Prompt 1:
Answer these questions about the issue on parallel column conversion below:
(a) Which function does the issue say could probably be parallelized?
(b) How much faster is importing ten large tables on ten cores with a monetdb session that allows multiple connections?
(c) How many records does each csv file created by the script hold?
-------- Selection
MonetDBLite icon indicating copy to clipboard operation
MonetDBLite copied to clipboard

Parallel column conversion for query results / appends

Open hannes opened this issue 8 years ago • 7 comments

We could probably parallelise dbWriteTable, in particular value conversions. Also on the query side. Because every column is essentially independent. Actually thats a great idea, will probably add this at some point.

importing ten large tables on ten cores is 7x as fast with a monetdb session that allows multiple connections. until monetdblite can compete with multicore imports, monetdb server control code should not be deprecated.

reproducible script below

library(DBI)
library(MonetDBLite)
library(MonetDB.R)

# create ten csv files with 1,000,000 records each
for( j in 1:10 ){
    tf <- tempfile()
    write.csv( mtcars[ rep( 1:32 , 31250 ) , ] , tf , row.names = FALSE )
----------------
-------- Data excerpts
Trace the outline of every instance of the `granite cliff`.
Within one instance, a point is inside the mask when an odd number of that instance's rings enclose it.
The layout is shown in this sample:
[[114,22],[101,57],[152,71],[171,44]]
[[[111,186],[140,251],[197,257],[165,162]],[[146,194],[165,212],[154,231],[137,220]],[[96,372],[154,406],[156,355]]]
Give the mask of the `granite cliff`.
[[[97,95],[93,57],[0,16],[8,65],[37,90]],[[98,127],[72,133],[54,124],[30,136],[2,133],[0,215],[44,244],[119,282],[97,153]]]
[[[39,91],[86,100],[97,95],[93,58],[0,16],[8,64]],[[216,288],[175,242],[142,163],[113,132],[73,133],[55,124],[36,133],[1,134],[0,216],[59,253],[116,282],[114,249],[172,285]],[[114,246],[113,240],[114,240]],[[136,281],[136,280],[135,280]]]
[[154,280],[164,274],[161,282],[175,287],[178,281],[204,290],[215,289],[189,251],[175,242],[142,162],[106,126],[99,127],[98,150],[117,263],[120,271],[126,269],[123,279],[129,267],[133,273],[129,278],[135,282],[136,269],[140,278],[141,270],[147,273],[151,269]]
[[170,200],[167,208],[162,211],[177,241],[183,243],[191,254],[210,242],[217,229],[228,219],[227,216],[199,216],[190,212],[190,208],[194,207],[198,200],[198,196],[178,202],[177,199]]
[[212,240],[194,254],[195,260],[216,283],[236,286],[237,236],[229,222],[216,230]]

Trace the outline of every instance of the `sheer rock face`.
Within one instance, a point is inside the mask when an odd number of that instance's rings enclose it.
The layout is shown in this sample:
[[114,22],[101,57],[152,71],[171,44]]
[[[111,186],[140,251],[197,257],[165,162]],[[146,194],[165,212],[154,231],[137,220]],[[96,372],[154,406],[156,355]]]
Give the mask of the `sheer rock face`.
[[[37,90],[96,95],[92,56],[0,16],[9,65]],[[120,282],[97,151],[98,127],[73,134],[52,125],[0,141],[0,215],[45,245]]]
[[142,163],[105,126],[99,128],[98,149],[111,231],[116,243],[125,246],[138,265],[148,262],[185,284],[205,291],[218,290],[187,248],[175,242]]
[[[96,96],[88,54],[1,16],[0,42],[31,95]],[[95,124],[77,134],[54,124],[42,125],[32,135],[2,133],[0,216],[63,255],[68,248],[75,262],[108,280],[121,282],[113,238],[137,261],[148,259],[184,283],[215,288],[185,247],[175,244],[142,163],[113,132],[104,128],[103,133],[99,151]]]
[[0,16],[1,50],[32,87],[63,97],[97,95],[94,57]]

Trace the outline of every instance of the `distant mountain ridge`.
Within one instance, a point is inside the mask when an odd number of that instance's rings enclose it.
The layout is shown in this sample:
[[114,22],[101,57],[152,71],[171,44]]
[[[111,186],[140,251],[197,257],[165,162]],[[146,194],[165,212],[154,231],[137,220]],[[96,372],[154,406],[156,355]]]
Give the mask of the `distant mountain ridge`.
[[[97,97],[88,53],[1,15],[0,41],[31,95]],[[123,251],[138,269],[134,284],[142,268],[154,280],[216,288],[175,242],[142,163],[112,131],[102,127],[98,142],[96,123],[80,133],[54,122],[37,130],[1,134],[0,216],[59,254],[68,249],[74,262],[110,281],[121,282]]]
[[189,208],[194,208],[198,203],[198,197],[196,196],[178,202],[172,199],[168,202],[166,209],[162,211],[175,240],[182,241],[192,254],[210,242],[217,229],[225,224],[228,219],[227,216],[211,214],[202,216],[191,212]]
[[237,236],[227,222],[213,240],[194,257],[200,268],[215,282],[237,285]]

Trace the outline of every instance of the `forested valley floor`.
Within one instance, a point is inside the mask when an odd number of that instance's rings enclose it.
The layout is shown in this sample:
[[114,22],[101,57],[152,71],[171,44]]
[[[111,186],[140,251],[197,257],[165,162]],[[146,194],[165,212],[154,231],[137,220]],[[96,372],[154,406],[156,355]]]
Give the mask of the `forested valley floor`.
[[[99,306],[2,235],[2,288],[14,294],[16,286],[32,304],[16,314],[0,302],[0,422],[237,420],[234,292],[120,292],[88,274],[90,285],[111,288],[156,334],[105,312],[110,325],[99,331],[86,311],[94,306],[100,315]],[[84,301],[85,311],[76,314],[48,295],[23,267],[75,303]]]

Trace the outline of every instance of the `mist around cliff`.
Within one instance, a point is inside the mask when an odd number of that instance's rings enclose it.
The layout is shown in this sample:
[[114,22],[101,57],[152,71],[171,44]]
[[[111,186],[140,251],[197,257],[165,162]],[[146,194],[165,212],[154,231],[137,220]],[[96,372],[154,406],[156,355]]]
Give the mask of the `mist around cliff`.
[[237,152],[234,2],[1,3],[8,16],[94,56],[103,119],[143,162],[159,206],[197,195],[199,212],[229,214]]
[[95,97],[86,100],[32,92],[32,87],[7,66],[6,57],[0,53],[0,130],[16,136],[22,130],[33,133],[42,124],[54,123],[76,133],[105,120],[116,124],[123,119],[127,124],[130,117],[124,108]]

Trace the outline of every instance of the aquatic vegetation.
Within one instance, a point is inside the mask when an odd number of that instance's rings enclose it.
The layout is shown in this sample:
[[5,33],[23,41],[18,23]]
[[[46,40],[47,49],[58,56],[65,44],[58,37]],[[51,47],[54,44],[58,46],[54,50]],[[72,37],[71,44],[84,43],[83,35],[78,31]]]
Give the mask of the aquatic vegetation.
----------------
Prompt 2: Count the lines of the records that contain the word "floor", and give only that number.

Written answer 1:
(a) dbWriteTable
(b) 7x as fast
(c) 1,000,000

Written answer 2: 2